:: What is needed ::
Copy nothing but the text: reproduce each line of the listing exactly and leave the pictures out.

:: Supplied data ::

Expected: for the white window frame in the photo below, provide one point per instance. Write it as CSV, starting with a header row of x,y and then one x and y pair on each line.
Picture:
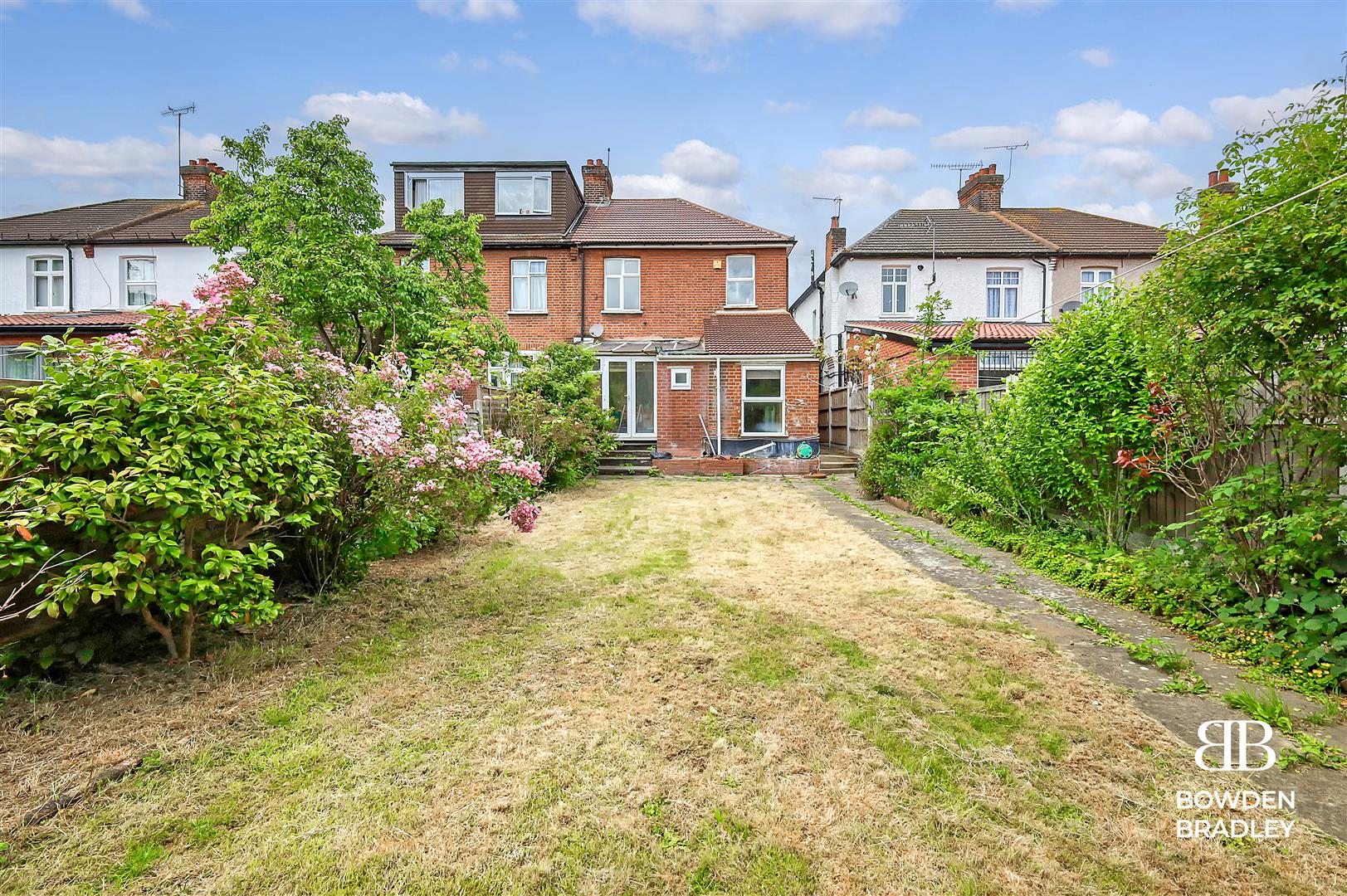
x,y
539,207
745,399
750,279
412,177
1096,283
127,282
32,275
895,283
622,278
1001,286
529,276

:: Output of the exercise ::
Expected: for the white window frame in the photo below, provide one point per instance. Write it as CSV, starting with a header row of x,y and then one x and y pair on each line.
Picture:
x,y
539,207
745,399
750,279
412,177
1096,283
127,282
32,275
895,283
622,278
1001,286
529,276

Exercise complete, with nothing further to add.